--- Begin QUOTED TEXT ---
Works in Progress

The primary concerns of my research are diachronic rationality and the conception of the self over time. Currently, I’m extending the theoretical apparatus I've developed for normative reasons – regarding prudence, instrumental reasoning and the self – to better understand the core practical, metaphysical, and ethical aspects of dementia. In a series of papers, I explore a different facet of the same subject: what to do when present and future selves conflict – first, from the forward-looking perspective of the individual who is making prudential decisions concerning her future; second, from the backward-looking perspective of the surrogate decision-makers and others who are looking at the conflict from a third-person perspective; and finally, concerning the moral capacities of the previously competent and the extent to which they have values.
--- End QUOTED TEXT ---
--- Begin EXCERPTED RECORDS ---
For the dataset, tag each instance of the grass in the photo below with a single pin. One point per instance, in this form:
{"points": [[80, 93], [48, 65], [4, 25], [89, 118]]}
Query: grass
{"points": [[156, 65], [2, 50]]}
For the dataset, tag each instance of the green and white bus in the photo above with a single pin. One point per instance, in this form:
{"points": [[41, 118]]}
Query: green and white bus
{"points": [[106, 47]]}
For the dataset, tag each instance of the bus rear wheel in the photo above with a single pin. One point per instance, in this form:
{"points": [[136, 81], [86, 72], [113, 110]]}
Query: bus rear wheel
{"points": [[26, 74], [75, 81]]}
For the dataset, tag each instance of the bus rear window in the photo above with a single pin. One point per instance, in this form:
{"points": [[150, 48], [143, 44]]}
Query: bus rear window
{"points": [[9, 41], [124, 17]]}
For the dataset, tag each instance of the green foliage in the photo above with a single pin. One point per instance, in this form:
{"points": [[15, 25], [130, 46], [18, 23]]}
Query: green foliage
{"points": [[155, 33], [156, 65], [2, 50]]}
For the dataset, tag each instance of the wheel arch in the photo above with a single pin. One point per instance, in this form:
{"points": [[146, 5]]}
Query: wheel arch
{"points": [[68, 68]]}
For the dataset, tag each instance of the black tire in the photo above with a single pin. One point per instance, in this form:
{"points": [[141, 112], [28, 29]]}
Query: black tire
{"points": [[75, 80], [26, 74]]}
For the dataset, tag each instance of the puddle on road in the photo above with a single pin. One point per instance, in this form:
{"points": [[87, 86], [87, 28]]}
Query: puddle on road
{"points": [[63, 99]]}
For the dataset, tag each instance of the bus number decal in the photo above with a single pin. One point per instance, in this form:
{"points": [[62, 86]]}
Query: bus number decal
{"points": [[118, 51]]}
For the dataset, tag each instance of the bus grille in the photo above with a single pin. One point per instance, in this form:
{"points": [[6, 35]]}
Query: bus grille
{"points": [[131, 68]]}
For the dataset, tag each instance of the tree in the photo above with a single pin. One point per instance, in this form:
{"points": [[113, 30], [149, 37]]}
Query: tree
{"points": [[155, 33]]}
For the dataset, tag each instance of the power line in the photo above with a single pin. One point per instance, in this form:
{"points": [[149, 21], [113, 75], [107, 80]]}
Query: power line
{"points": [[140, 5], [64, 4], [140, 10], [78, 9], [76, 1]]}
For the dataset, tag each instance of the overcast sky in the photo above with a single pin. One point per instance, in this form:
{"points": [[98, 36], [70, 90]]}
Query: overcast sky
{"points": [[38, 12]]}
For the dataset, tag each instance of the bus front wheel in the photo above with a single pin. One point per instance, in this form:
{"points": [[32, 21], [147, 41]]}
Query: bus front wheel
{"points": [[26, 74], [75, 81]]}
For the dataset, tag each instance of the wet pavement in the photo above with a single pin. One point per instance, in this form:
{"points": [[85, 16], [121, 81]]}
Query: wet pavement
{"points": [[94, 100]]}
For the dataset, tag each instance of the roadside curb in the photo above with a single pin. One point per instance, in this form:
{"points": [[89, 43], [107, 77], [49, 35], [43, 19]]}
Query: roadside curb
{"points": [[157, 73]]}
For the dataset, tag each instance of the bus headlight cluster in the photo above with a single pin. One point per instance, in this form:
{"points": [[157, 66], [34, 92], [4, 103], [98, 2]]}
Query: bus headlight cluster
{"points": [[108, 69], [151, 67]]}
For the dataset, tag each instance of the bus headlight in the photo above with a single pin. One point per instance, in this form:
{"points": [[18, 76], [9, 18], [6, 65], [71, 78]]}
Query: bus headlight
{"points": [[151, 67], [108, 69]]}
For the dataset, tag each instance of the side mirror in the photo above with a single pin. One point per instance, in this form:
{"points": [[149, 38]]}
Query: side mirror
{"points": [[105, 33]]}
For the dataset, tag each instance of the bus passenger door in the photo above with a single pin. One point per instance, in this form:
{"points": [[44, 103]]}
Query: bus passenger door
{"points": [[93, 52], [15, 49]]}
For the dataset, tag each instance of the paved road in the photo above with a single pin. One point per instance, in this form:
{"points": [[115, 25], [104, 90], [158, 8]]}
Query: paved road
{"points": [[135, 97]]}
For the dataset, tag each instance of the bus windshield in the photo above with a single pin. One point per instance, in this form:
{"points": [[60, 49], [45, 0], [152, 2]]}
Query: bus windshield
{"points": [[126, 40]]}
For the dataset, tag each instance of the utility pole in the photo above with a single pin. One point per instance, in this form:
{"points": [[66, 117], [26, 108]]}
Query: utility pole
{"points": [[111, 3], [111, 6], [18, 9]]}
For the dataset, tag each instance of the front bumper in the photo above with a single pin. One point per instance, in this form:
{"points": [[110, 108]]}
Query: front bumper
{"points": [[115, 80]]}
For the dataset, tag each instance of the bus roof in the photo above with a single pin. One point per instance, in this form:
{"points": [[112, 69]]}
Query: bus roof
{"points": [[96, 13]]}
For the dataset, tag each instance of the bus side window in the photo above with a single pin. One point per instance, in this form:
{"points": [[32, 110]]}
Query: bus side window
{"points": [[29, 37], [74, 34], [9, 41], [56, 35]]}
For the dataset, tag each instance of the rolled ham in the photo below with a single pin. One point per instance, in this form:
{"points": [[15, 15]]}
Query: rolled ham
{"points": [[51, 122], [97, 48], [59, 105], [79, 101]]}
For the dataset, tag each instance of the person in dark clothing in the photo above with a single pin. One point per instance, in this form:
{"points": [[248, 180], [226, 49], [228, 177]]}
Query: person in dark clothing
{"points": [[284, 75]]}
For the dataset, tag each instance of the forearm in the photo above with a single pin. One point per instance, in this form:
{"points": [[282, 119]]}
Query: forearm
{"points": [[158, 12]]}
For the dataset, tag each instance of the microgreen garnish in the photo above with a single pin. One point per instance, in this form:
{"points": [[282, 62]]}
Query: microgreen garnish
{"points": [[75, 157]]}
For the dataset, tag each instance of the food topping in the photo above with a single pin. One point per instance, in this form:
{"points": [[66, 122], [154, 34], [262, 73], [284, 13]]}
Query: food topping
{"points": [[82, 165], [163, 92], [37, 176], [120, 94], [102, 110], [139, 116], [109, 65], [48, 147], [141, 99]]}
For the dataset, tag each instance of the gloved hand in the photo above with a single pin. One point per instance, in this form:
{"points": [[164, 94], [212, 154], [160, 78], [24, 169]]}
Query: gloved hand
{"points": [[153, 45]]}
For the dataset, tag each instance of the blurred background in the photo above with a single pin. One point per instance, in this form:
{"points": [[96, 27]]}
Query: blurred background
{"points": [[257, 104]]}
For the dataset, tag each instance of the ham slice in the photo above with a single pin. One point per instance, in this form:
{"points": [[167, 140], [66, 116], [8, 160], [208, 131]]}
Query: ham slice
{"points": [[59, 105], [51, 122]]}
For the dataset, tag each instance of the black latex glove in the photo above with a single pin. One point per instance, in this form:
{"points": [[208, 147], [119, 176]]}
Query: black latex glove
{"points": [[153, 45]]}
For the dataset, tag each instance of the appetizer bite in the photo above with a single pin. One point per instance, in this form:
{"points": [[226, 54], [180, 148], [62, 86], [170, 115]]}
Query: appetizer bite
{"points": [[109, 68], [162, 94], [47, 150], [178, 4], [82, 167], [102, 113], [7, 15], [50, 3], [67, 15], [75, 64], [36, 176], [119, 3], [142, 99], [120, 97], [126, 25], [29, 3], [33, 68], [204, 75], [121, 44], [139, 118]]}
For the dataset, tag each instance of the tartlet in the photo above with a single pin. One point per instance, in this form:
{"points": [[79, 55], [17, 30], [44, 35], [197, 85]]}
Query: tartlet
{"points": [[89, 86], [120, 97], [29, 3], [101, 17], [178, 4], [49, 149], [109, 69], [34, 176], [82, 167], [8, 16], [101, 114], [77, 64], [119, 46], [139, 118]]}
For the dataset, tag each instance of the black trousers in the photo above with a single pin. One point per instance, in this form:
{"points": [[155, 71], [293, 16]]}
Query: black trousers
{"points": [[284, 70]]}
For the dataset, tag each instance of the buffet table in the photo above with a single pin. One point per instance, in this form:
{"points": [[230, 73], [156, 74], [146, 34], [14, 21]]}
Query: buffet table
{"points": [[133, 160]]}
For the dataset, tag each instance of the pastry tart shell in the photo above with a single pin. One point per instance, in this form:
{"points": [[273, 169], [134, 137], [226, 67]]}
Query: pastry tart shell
--- End EXCERPTED RECORDS ---
TASKS AND EXERCISES:
**a)** In the research statement, rewrite the passage from "Works in Progress" up to and including "they have values.", replacing "surrogate decision-makers" with "proxy decision-makers".
**b)** According to the research statement, what are the primary concerns of the research?
**c)** Continue the research statement from its last sentence.

ANSWERS BY TASK:
**a)**
Works in Progress

The primary concerns of my research are diachronic rationality and the conception of the self over time. Currently, I’m extending the theoretical apparatus I've developed for normative reasons – regarding prudence, instrumental reasoning and the self – to better understand the core practical, metaphysical, and ethical aspects of dementia. In a series of papers, I explore a different facet of the same subject: what to do when present and future selves conflict – first, from the forward-looking perspective of the individual who is making prudential decisions concerning her future; second, from the backward-looking perspective of the proxy decision-makers and others who are looking at the conflict from a third-person perspective; and finally, concerning the moral capacities of the previously competent and the extent to which they have values.

**b)** Diachronic rationality and the conception of the self over time.

**c)**
What are the unique challenges of taking our future desires and values into account when it comes to the prospect of dementia, and how should we think of the nature of the self undergoing such a transformation? How should others act on our behalf if they know the preferences of our earlier and later selves conflict? Few experiences are as inscrutable or as powerful as that of advanced dementia. It is a prospect about which people deliberate and make choices – oftentimes choices as momentous as whether to live or die. Yet first-personal knowledge of what it is like to have dementia can be gained only by undergoing the experience itself. Given this inscrutability, is there a way to make a rational choice – either for oneself in advance, or for others?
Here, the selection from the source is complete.